§ **What the exercise asks**: Where in the records does the word "dark" appear? Copy each line that holds it.
:: Available data
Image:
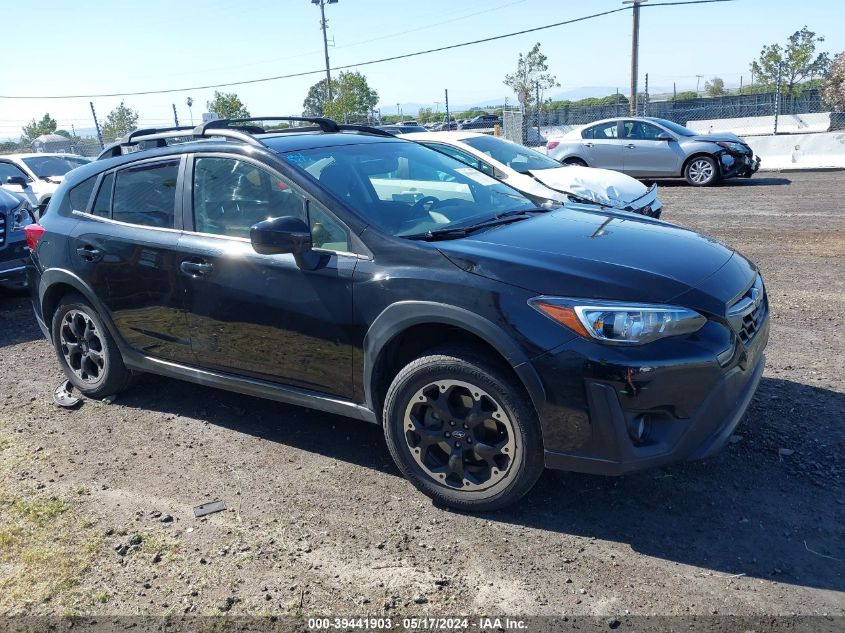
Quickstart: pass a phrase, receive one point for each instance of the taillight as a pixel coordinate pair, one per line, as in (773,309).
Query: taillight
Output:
(33,233)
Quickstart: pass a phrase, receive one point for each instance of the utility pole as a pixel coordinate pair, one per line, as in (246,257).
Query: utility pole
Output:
(635,53)
(324,25)
(97,125)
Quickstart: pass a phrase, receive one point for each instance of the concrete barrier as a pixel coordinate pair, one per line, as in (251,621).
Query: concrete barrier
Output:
(799,151)
(762,125)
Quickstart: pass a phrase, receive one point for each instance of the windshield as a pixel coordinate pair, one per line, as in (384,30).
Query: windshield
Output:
(406,189)
(515,156)
(46,166)
(677,129)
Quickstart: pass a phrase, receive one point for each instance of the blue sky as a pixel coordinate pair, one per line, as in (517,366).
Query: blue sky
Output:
(90,46)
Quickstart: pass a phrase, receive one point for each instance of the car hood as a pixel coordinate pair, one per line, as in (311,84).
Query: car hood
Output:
(603,255)
(715,137)
(602,186)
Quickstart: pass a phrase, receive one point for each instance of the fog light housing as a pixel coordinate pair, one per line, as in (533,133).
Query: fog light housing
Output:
(638,428)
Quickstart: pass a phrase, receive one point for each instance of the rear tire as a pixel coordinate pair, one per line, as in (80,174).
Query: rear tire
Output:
(574,161)
(462,432)
(86,350)
(701,171)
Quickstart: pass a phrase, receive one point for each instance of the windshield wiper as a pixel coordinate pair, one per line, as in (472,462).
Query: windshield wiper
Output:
(463,231)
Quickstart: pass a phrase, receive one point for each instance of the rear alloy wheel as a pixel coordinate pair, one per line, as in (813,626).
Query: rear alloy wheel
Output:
(462,433)
(701,171)
(86,350)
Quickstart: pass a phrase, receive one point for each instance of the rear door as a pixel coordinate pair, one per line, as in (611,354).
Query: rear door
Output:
(125,248)
(600,146)
(262,315)
(644,154)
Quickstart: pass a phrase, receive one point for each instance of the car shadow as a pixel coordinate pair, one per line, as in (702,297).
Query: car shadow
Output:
(747,511)
(18,320)
(730,182)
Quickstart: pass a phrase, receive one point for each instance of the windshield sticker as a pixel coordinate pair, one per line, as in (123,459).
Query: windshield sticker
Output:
(476,175)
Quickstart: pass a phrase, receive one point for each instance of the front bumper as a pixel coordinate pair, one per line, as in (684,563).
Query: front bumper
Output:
(13,258)
(691,401)
(739,165)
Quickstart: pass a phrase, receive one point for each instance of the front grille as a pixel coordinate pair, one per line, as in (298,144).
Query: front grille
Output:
(747,314)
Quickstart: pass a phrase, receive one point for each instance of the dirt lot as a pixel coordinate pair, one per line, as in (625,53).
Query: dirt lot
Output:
(321,523)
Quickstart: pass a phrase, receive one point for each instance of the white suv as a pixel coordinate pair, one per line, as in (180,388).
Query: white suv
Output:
(35,177)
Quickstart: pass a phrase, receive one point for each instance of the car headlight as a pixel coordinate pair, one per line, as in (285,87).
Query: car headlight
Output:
(739,148)
(619,323)
(21,217)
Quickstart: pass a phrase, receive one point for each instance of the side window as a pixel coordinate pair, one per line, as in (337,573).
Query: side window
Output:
(146,194)
(102,203)
(326,232)
(231,195)
(9,170)
(80,195)
(605,131)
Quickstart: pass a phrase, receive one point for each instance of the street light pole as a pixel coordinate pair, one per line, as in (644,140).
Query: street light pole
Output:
(635,52)
(324,26)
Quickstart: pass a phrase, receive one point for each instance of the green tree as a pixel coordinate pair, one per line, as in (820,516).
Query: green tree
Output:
(715,87)
(227,105)
(47,125)
(352,98)
(120,122)
(797,61)
(317,97)
(833,88)
(532,73)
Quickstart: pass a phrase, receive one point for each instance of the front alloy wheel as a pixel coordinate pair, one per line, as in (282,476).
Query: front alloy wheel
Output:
(701,171)
(462,430)
(459,435)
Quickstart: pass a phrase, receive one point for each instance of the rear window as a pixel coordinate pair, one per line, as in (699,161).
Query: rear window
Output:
(146,194)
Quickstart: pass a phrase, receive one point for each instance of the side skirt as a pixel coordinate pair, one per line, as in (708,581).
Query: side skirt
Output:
(250,387)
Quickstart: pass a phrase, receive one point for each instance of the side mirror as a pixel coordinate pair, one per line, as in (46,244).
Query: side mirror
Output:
(275,236)
(17,180)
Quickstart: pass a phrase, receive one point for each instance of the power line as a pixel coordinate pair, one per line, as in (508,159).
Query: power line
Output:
(359,64)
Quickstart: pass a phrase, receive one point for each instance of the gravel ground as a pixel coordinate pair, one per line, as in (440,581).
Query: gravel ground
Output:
(96,503)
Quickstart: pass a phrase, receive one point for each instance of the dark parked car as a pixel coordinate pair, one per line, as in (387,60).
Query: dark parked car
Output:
(352,272)
(15,215)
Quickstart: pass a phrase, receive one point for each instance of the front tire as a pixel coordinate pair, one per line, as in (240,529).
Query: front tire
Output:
(462,432)
(701,171)
(86,350)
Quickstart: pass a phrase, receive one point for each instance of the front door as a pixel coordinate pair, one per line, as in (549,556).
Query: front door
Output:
(125,249)
(262,315)
(600,146)
(645,155)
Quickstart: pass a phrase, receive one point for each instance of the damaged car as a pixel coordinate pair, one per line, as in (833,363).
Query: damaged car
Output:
(15,216)
(648,147)
(541,179)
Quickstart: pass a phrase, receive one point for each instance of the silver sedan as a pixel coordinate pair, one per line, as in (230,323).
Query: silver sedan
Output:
(647,147)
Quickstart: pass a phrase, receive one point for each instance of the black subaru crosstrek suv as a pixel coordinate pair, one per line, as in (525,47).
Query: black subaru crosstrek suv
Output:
(342,269)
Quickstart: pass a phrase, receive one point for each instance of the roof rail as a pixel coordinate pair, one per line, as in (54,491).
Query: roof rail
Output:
(325,125)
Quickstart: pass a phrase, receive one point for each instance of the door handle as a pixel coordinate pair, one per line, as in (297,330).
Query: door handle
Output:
(89,253)
(196,269)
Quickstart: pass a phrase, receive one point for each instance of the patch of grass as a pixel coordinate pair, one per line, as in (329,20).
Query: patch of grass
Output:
(46,543)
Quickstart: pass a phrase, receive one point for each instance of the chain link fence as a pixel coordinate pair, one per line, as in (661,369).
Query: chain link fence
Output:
(537,124)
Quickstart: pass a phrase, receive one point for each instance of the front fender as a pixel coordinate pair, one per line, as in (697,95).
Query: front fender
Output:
(399,316)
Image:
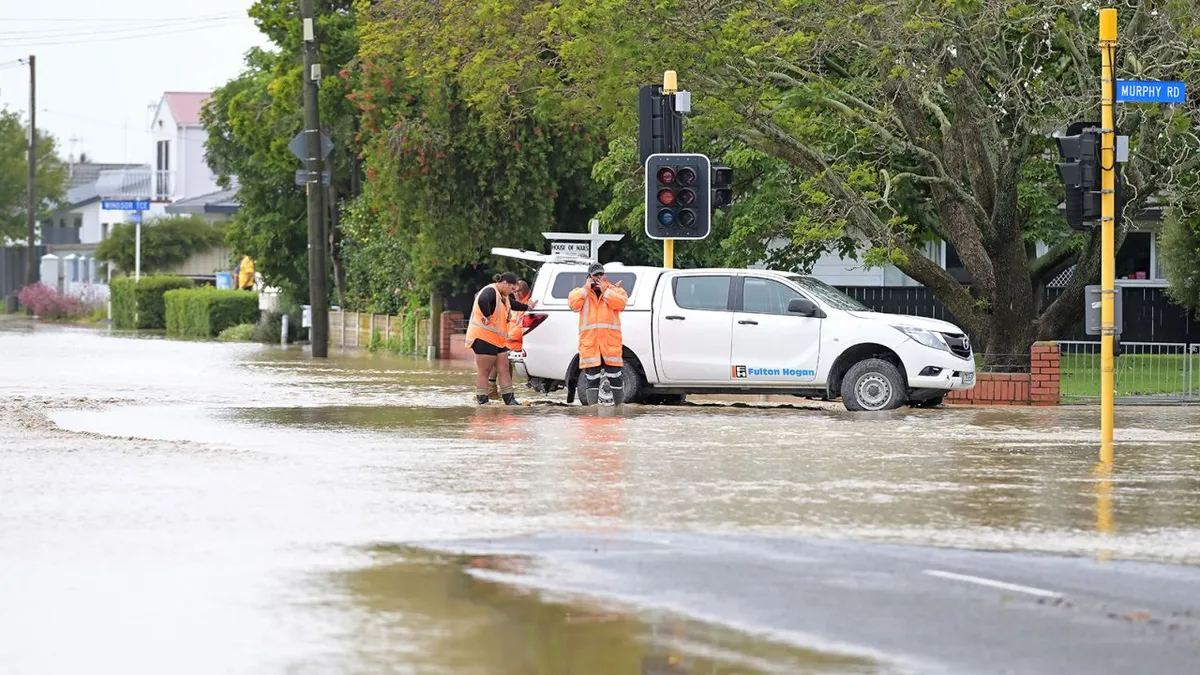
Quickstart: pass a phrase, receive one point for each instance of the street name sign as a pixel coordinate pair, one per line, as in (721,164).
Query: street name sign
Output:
(125,204)
(1149,91)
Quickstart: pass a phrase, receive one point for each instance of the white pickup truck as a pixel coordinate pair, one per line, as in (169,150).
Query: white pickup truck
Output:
(743,332)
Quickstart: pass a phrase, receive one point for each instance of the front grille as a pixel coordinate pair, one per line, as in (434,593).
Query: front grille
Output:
(959,344)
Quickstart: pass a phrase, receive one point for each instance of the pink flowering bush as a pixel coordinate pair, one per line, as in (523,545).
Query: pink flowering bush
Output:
(48,303)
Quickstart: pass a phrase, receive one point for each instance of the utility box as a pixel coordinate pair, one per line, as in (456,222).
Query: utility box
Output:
(1092,296)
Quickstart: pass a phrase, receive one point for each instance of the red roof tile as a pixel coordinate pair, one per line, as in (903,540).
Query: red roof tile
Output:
(185,106)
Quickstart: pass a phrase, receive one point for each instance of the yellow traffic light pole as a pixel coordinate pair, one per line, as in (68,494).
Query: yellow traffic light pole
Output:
(1108,225)
(670,85)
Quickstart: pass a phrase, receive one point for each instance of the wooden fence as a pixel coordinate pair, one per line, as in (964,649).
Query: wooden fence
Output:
(385,332)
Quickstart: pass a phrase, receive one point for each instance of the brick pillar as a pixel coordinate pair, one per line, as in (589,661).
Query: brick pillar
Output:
(1045,369)
(448,332)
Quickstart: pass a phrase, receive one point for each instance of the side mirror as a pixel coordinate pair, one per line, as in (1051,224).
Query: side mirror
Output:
(804,306)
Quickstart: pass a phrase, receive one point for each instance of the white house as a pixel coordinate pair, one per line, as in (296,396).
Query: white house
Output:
(177,179)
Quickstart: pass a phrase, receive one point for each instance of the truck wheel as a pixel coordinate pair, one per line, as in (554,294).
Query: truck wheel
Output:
(631,381)
(873,384)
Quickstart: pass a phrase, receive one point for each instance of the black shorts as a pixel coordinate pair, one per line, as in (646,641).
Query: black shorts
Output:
(485,348)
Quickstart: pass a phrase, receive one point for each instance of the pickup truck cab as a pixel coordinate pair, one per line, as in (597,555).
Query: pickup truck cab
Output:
(743,332)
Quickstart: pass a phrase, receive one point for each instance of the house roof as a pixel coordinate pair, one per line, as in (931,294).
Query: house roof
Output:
(221,202)
(185,106)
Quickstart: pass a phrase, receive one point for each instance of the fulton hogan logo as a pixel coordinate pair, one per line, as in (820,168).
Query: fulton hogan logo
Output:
(741,371)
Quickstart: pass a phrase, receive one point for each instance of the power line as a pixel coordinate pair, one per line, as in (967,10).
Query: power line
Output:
(27,35)
(118,37)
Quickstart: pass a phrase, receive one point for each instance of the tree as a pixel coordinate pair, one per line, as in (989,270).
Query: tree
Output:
(251,120)
(448,178)
(166,243)
(51,180)
(879,123)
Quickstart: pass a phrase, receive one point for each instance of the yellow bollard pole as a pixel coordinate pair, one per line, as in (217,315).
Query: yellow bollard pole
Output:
(1108,222)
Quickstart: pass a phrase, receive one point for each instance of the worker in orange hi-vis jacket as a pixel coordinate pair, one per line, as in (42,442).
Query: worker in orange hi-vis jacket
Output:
(600,304)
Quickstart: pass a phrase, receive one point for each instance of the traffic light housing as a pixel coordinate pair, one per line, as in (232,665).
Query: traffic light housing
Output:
(723,189)
(678,196)
(1080,175)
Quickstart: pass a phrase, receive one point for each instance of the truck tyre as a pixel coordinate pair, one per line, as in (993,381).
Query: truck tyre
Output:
(873,384)
(634,386)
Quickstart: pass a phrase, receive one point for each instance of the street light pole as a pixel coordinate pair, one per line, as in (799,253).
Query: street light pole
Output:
(318,330)
(31,207)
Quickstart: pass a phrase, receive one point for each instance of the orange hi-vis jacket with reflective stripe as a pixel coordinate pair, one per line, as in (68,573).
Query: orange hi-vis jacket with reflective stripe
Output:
(492,329)
(516,332)
(599,324)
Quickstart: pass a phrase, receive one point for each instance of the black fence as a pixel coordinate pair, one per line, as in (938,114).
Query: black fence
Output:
(12,268)
(1147,314)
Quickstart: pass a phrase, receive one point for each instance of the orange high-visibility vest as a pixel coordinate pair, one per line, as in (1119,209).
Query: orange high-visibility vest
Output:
(599,324)
(492,329)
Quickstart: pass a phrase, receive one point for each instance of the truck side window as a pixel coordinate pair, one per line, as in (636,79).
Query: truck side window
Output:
(702,292)
(766,296)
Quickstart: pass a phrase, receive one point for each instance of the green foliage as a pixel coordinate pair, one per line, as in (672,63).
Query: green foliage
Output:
(240,333)
(51,180)
(143,298)
(120,293)
(207,311)
(166,242)
(250,121)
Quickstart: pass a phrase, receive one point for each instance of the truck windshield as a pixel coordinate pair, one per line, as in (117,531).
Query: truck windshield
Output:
::::
§ **Reply**:
Quickstart: pass a phrase, receive one point for each instance of the dark parked car as a pixel coordinate pair, one per line, as in (387,60).
Query: dark parked car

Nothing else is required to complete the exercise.